## Problem details
The required output is the line with "point: station platform" through the final line of the entries, each one exactly as it stands.

#### Material provided

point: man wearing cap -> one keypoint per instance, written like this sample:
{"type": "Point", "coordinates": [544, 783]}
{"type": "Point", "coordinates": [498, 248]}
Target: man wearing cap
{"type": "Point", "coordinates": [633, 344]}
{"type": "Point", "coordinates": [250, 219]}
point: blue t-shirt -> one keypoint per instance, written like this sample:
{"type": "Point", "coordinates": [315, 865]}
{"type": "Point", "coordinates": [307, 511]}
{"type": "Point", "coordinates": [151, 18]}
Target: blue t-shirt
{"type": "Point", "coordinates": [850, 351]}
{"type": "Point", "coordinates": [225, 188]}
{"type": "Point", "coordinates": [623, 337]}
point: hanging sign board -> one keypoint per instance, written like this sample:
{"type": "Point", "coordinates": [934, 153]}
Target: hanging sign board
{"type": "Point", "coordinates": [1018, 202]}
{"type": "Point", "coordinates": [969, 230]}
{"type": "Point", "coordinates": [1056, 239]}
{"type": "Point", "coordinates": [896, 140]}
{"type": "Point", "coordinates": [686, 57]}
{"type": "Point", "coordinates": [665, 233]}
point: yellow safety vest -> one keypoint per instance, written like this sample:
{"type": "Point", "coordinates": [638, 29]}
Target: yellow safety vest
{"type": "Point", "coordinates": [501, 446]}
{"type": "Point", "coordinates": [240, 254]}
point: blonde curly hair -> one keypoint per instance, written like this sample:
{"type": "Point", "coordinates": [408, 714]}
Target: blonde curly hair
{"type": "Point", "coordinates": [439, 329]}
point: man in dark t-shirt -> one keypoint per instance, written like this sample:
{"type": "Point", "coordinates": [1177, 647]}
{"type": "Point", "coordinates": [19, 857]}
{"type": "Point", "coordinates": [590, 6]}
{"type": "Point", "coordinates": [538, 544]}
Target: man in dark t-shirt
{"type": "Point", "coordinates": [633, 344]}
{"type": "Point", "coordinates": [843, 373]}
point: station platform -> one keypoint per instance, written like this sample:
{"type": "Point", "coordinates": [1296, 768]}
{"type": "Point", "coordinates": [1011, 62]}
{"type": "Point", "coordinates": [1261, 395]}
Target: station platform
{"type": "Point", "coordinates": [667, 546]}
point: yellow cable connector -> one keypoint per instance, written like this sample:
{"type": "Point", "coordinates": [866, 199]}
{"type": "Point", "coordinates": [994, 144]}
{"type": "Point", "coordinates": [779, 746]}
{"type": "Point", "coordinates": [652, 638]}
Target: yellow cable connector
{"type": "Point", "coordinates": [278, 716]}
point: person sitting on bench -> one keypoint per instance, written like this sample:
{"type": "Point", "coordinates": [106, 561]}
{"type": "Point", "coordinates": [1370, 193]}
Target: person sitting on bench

########

## Solved problem
point: station platform -> one keypoint per instance, written like this sample:
{"type": "Point", "coordinates": [1296, 768]}
{"type": "Point", "coordinates": [1011, 62]}
{"type": "Point", "coordinates": [1261, 395]}
Target: station platform
{"type": "Point", "coordinates": [667, 546]}
point: yellow cable connector -> one keypoint per instance, written like this sample:
{"type": "Point", "coordinates": [866, 199]}
{"type": "Point", "coordinates": [994, 144]}
{"type": "Point", "coordinates": [779, 746]}
{"type": "Point", "coordinates": [652, 638]}
Target: yellow cable connector
{"type": "Point", "coordinates": [278, 716]}
point: person sitting on bench -> one keypoint per instance, written like this sample:
{"type": "Point", "coordinates": [106, 561]}
{"type": "Point", "coordinates": [1370, 193]}
Target: person sitting on bench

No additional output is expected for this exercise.